TASK DIRECTIONS » Revise the essay on hidden disability and psychological safety at work from "It’s helpful for" to "can register as a threat to that flow.", changing "exogenous demands" to "external demands".

EXTRACT »
○ ○ ○ ○ ○ ○ ○

I’ll be starting at a new job in a few weeks, and I’m doing a lot of reflecting on how to best set expectations for my coworkers. I’m realizing just how little language I really have for describing what works for me, and what really doesn’t.
I’ve also been doing a lot of reflecting on past job experiences. Especially at the beginning of my career, I ran into so many social situations at work that I didn’t understand. And so many misunderstandings ensued. I’ve put a LOT of effort over the years into learning how to work productively and enjoyably with other humans. In 2014 I quit my job in R&D to go to the three-month Recurse Center retreat for programmers in New York. The RC community follows explicit social rules that create a safe space for technical exploration, in a hugely diverse community of talented AND compassionate developers. Being in the RC community has reframed technical collaboration for me. I now see that healthy human dynamics always drive the best technical achievements and creativity. So it’s really worth getting the human stuff right, because it’s such an incredible force multiplier when you do!
But what I’ve realized is that even though I deeply appreciate the nuance in any given human interaction, I may also be getting a firehose of emotional data from my amygdala at the same time. That firehose is hard to work around sometimes, and requires me to process what I’m perceiving with someone. Most of the time I do that with my therapist, but it’s also helpful for me when coworkers normalize sharing of feelings and felt experience.
It’s helpful for me when coworkers normalize sharing of feelings and felt experience.
In my case, I have a hidden disability, that internally I have to ‘work around’ on a constant basis. When people make innocuous assumptions and implied expectations — things that are often just logical to do next — these can register as unwelcome constraints that create little panic attacks in my brain. It’s totally involuntary and not really about the project at all. It’s as though my brain is constantly working to maintain a delicate flow state, and exogenous demands sometimes register as a threat to that flow.
It’s as though my brain is constantly working to maintain a delicate flow state, and exogenous demands can register as a threat to that flow.
Lots of little panic attacks throughout the day really add up over time. The result of this involuntary response is that I effectively have a threshold on the number of demands I can accommodate in a given day. The stress I experience is additive, and can carry over from one day to the next. And it definitely slows me down to have a heightened sense of sustained vigilance. The more vigilant I feel I need to be, the more dramatic the slowdown. Sustained vigilance is a precursor to burnout for me.
The converse is mostly true as well though: the more safe I feel, the closer I get to flow state. For me, psychological safety is a prerequisite for working productively with other humans in the long term. And according to Google’s internal research, psychological safety is the single most important factor in predicting team success.
According to Google’s internal research, psychological safety is the single most important factor in predicting team success.
So maybe I’m not so different from everyone else after all??

○ ○ ○ ○ ○ ○ ○

SUPPLIED MATERIAL »
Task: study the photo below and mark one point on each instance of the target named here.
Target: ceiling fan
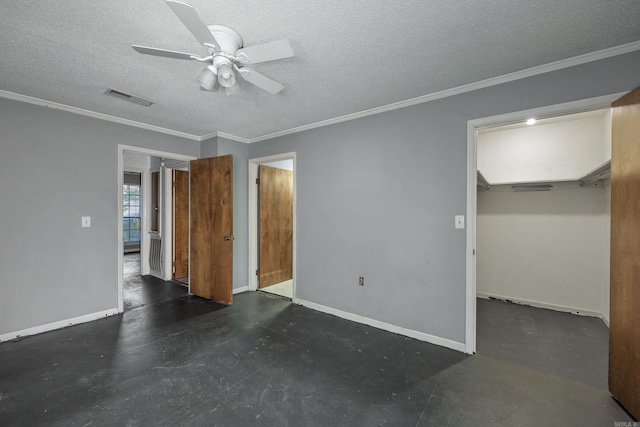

○ ○ ○ ○ ○ ○ ○

TASK OUTPUT »
It’s helpful for me when coworkers normalize sharing of feelings and felt experience.
In my case, I have a hidden disability, that internally I have to ‘work around’ on a constant basis. When people make innocuous assumptions and implied expectations — things that are often just logical to do next — these can register as unwelcome constraints that create little panic attacks in my brain. It’s totally involuntary and not really about the project at all. It’s as though my brain is constantly working to maintain a delicate flow state, and external demands sometimes register as a threat to that flow.
It’s as though my brain is constantly working to maintain a delicate flow state, and external demands can register as a threat to that flow.